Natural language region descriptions

########

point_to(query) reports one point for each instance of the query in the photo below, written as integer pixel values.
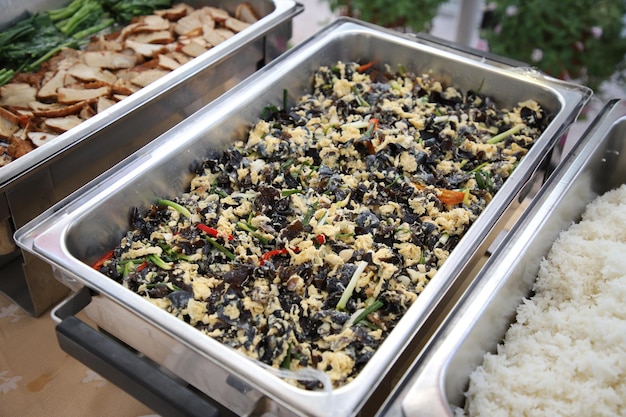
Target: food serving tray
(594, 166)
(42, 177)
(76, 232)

########

* _To do_
Give the records back exactly. Leave the pictures out.

* _Completed exercise_
point_to(query) reports one point for each instance of the query in the photo below, written as integer pixel values.
Target: food serving tray
(594, 166)
(42, 177)
(76, 232)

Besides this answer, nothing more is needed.